◆ **Fragmento de página**:
↓

Ian McDonald.
Reseña de: Santiago Gª Soláns.
Ediciones B. Col.Nova. Barcelona, 2016. Título original: Luna. New Moon. Traducción: José Heisenberg. 428 páginas.
McDonald, autor de prolijos libros, se embarca en lo que iba a ser una bilogía y que ahora parece que pueda extenderse, al menos, hasta una trilogía. La colonización de la Luna, básicamente para explotar unos recursos muy demandados desde la Tierra, es un hecho y la humanidad ha establecido diversos hábitats, auténticas ciudades, excavadas en sus entrañas polvorientas. Pero la vida no es fácil cuando hay que pagar muy caro por aquellos elementos que, como el aire, se dan por descontados cuando se vive sobre la superficie de nuestro planeta. Libre de ideas románticas sobre la colonización de nuestro satélite, la novela va a transcurrir por el filo constante del peligro y la rivalidad traicionera. Luna no es sólo una cruel amante, sino también una indiferente e implacable máquina de matar que en cualquier momento puede liberar la muerte de los inadvertidos. El autor juega con un alto componente de intriga maquiavélica, en el que todos los protagonistas, o la mayor parte, parecen estar jugando con todos los demás sin que nadie enseñe su mano, y en general las cosas no suelen ser lo que parecen.
En la Luna, bajo la dirección nominal de la Corporación Lunar, las diferentes familias —auténticos conglomerados empresariales en realidad— que primero se establecieron para explotar los recursos del satélite mantienen un equilibrio de poder en el que nadie osa entrometerse abiertamente en el campo de los demás, mientras se libra una guerra subterránea por la supremacía, donde todos ponen palos en las ruedas de los demás. Se han creado auténticas dinastías de organización cuasi feudal, los Cinco Dragones, cuyos miembros disfrutan de enormes privilegios, favores y riquezas, al tiempo que sus trabajadores luchan por encontrar su hueco en la cadena productiva. Trabajar en la Luna es enormemente provechoso, con buenos sueldos de inicio, pero acarrea una serie de inconvenientes y peligros —no siendo el menor precisamente el que pasado un determinado periodo de tiempo la microgravedad fuerce el que ya no se pueda retornar a la Tierra por la pérdida de masa ósea y otra serie de afecciones fisiológicas— que hace que haya que sopesar muy bien la decisión de emigrar allá arriba. Los ricos prosperan de forma implacable a costa del esfuerzo de los subalternos. A las cinco familias les costó establecerse, pero ahora hay una nueva generación que no ha vivido las penurias de sus antecesores, jóvenes ricos a la que todo les ha venido dado y que quizá no estén tan preparados como creen para la lucha empresarial al estilo lunar. Cuando las hostilidades empiezan a aflorar entre los Corta y los Mckenzie seguramente ya es tarde para parar la avalancha que se avecina, y Adriana, a sus ochenta años, no está dispuesta a ver cómo se desmorona todo lo que tanto le costó construir.

↑

◆ **Información proporcionada**:

↓

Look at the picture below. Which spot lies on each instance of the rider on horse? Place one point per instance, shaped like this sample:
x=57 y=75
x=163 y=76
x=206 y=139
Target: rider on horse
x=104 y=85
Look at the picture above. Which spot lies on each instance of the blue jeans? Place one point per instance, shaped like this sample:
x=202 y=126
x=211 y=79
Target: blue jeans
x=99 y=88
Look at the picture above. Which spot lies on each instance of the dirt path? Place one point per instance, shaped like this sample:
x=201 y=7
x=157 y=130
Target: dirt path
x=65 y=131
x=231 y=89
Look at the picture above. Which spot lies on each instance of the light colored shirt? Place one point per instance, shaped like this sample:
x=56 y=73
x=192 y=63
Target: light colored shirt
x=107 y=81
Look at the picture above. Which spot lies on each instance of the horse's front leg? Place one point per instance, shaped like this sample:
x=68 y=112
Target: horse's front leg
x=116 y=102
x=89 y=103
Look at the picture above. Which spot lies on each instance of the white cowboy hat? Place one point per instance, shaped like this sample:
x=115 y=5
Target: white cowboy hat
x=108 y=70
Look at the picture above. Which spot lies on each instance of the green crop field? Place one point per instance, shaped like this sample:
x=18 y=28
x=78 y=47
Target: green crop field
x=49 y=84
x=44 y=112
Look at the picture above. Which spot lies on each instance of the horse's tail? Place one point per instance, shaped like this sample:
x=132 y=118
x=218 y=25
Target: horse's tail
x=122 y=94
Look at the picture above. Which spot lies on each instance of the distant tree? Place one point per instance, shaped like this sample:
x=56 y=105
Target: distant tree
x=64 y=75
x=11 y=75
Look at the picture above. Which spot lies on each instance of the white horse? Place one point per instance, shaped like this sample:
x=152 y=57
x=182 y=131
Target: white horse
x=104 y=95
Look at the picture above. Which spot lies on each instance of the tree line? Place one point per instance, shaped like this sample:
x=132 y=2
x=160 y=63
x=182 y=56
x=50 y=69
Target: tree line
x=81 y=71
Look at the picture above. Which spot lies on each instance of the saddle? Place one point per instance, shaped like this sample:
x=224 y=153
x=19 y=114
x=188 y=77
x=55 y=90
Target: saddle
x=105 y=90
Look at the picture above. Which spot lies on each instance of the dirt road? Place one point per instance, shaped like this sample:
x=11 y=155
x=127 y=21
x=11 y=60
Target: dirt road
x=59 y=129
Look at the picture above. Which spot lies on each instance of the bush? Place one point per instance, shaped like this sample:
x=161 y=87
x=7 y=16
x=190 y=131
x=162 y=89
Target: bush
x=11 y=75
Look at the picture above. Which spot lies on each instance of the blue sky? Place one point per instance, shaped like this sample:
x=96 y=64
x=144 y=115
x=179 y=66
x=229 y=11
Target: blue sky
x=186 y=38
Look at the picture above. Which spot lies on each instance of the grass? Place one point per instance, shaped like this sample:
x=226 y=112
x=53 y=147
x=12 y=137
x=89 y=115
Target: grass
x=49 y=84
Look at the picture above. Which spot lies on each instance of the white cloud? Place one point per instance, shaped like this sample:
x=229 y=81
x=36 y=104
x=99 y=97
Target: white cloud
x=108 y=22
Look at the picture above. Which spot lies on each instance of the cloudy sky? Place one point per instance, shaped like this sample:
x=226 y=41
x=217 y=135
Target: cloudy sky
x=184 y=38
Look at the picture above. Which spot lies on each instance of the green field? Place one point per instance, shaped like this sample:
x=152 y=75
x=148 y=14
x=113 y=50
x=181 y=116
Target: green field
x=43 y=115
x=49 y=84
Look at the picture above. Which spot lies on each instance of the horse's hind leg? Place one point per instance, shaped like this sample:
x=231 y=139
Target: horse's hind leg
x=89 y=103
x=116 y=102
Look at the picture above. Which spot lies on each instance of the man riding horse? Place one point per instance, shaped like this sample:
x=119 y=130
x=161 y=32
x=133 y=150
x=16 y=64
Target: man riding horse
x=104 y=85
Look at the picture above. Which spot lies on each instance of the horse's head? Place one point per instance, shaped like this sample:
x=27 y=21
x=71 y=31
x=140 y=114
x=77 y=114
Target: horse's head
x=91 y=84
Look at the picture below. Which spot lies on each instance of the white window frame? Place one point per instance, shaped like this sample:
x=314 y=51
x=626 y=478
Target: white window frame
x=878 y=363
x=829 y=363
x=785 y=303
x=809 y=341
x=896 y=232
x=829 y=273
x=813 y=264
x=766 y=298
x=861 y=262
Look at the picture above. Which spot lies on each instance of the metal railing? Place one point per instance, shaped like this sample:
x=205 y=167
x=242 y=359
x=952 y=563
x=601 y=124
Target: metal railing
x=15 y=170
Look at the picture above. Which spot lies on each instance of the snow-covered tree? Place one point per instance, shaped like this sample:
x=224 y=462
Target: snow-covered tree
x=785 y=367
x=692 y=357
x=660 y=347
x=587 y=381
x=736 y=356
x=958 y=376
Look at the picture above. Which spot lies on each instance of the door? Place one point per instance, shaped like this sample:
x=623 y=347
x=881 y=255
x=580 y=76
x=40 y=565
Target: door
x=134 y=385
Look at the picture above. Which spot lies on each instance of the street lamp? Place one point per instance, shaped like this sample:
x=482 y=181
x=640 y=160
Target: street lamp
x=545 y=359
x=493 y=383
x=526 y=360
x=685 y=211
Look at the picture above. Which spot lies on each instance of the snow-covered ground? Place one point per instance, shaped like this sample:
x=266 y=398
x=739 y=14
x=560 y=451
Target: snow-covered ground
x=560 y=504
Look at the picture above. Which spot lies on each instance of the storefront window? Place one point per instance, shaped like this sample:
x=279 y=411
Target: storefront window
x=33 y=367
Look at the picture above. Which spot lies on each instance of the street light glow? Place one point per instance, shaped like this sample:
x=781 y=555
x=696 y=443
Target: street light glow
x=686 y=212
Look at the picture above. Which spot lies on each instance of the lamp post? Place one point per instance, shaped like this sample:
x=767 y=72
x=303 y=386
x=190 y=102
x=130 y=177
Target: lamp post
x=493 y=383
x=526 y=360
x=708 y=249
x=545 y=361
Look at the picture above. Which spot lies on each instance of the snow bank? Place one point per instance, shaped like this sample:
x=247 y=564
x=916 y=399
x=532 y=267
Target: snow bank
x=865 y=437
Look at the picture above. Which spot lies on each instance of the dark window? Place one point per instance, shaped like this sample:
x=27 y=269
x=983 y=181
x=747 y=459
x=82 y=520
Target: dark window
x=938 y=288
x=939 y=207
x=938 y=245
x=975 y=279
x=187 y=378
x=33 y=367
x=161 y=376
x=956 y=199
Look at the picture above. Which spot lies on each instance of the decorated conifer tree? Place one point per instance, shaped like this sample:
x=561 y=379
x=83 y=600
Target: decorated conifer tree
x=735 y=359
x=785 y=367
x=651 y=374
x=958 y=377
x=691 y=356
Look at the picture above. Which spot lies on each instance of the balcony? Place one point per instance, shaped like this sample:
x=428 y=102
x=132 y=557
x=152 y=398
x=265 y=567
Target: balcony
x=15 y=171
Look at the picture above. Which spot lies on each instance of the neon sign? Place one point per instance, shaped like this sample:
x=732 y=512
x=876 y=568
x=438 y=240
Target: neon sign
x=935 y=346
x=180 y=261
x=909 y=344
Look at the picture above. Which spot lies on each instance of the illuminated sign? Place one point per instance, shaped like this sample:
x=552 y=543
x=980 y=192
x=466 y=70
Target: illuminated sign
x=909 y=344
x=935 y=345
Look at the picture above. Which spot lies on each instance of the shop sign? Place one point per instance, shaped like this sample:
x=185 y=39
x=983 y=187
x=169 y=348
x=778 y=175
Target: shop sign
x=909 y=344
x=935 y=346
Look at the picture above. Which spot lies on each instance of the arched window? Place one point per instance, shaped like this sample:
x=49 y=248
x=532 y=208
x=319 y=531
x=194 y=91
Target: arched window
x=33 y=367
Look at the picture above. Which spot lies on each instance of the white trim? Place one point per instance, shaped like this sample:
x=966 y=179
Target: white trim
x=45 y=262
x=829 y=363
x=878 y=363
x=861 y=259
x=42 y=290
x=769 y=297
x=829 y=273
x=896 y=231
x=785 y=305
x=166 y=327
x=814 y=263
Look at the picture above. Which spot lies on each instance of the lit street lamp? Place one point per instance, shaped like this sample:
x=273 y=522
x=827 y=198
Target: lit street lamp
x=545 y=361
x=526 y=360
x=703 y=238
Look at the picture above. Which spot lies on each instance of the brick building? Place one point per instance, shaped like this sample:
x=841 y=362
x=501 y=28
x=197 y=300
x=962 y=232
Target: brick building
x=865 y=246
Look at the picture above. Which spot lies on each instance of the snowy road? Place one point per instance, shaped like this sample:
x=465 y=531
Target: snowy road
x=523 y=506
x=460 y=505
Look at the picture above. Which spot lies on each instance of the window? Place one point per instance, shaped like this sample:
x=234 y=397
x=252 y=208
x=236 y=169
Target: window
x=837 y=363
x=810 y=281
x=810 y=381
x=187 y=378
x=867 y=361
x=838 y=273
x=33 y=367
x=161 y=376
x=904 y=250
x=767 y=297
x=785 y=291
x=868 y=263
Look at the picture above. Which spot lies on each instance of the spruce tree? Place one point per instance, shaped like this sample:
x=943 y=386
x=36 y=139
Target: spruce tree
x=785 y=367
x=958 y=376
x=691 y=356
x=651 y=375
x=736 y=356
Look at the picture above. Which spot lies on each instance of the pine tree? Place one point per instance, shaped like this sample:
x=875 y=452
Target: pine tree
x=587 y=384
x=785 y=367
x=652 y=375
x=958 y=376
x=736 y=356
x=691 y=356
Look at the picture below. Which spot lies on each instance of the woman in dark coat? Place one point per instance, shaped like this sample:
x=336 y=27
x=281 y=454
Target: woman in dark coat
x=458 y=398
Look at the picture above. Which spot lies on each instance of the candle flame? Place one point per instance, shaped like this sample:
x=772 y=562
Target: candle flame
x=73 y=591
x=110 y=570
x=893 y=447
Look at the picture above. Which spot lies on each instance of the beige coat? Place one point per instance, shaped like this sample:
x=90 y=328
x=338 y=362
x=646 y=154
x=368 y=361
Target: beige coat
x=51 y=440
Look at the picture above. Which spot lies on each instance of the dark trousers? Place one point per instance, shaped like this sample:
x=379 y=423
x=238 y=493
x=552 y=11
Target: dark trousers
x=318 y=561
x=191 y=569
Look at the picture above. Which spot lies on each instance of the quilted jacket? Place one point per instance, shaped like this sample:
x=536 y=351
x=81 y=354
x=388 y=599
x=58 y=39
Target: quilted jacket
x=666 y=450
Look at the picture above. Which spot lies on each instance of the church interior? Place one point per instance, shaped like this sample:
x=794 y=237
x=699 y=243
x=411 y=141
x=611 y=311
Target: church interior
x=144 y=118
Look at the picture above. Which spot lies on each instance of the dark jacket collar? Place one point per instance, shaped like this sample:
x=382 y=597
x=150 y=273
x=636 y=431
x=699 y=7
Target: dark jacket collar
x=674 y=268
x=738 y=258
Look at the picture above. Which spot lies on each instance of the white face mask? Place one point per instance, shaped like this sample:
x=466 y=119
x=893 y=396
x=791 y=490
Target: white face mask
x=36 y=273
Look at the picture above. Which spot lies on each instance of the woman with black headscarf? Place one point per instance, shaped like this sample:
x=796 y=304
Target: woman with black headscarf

↑

◆ **La tarea**:
Reproduce sin cambios el pasaje de la reseña que comienza con las palabras "Ian McDonald." y acaba con "Heisenberg. 428 páginas.".

◆ **Tarea resuelta**:
Ian McDonald.
Reseña de: Santiago Gª Soláns.
Ediciones B. Col.Nova. Barcelona, 2016. Título original: Luna. New Moon. Traducción: José Heisenberg. 428 páginas.